▸ **ARTICLE**:
12/16/2012 (2 years ago)

Catholic Online (

How does contemplative prayer have anything to do with a tragedy which is beyond comprehension? "If my people who bear my name, humble themselves, and pray and seek my face and turn from their wicked ways, I myself will hear from heaven and forgive their sins and heal their land."


By Fr. James Farfaglia

Catholic Online (

12/16/2012 (2 years ago)

Published in Year of Faith

Keywords: year of faith, contemplative prayer, tragedy in Newtown, father james farfaglia

CORPUS CHRISTI, TX (Catholic Online) - The beginning of the Year of Faith was very exciting for me.  I decided to put together a group of clergy that would provide a daily homily for Catholic Online and I committed to writing a weekly article on contemplative prayer, a topic which interests me greatly. 

Tonight, as I sit before my computer, I must be honest, I am really stuck.  I am at a loss for words. 

Should I just drop the article and call it a night? 

Deacon Keith is always asking his small team of writers for new material. 

Turning off the computer would be an easy way out.

▸ **PROBLEM SET**:
(1) Answer these questions using the article on contemplative prayer:
(a) What city and state appear in the dateline?
(b) What did the writer commit to writing each week?
(c) Who is always asking his small team of writers for new material?
(2) Please reproduce the part of the article starting with "Keywords: year of" and going on through "it a night?".

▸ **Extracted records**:
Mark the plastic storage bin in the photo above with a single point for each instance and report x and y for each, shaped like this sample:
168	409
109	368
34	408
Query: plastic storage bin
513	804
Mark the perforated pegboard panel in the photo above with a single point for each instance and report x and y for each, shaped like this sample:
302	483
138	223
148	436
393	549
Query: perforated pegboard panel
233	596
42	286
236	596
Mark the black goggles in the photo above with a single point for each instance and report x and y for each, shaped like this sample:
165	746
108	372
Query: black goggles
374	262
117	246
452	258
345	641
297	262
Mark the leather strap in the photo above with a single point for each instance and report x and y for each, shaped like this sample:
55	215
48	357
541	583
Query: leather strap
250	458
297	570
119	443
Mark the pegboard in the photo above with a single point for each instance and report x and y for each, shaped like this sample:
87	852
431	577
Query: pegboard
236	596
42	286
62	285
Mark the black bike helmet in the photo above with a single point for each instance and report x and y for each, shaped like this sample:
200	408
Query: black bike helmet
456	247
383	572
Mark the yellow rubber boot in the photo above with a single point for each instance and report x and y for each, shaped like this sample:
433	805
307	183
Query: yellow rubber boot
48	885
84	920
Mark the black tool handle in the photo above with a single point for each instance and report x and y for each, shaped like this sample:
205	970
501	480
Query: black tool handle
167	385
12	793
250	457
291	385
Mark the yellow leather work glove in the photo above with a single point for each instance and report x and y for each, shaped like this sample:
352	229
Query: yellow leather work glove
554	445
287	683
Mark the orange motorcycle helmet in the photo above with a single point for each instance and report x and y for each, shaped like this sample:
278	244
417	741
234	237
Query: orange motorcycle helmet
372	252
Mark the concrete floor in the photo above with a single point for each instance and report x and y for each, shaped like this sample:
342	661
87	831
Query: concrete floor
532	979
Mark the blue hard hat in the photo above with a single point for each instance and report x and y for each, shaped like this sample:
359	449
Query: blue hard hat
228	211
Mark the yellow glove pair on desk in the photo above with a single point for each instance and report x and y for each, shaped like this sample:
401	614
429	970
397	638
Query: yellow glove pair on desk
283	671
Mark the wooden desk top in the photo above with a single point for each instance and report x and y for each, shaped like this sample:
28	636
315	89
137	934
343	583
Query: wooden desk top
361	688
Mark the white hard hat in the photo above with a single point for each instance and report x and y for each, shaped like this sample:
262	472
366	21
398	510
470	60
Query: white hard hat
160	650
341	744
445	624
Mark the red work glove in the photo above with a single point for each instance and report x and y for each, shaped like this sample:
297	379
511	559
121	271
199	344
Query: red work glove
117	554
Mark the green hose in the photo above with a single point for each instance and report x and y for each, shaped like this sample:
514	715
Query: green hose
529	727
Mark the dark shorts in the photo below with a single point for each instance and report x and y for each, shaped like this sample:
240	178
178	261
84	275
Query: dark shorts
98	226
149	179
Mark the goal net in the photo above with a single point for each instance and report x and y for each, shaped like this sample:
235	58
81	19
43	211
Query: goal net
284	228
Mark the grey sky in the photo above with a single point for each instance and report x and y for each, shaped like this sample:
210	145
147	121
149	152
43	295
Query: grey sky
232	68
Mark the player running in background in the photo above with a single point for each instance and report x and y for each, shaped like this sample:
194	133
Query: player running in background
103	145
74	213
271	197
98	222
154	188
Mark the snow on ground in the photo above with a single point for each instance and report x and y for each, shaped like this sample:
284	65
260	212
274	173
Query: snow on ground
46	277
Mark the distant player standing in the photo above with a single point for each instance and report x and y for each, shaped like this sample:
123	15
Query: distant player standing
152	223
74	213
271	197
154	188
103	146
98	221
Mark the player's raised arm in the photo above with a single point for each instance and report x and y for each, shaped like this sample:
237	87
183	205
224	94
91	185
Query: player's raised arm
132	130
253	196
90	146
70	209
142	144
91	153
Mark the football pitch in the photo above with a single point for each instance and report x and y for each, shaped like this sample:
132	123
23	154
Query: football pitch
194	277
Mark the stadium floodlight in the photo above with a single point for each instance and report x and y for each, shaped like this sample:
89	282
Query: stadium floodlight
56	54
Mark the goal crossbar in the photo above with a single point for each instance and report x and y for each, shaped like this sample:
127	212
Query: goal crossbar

▸ **ANSWERS IN ORDER**:
(1)
(a) Corpus Christi, TX
(b) An article on contemplative prayer
(c) Deacon Keith

(2)
Keywords: year of faith, contemplative prayer, tragedy in Newtown, father james farfaglia

CORPUS CHRISTI, TX (Catholic Online) - The beginning of the Year of Faith was very exciting for me.  I decided to put together a group of clergy that would provide a daily homily for Catholic Online and I committed to writing a weekly article on contemplative prayer, a topic which interests me greatly. 

Tonight, as I sit before my computer, I must be honest, I am really stuck.  I am at a loss for words. 

Should I just drop the article and call it a night?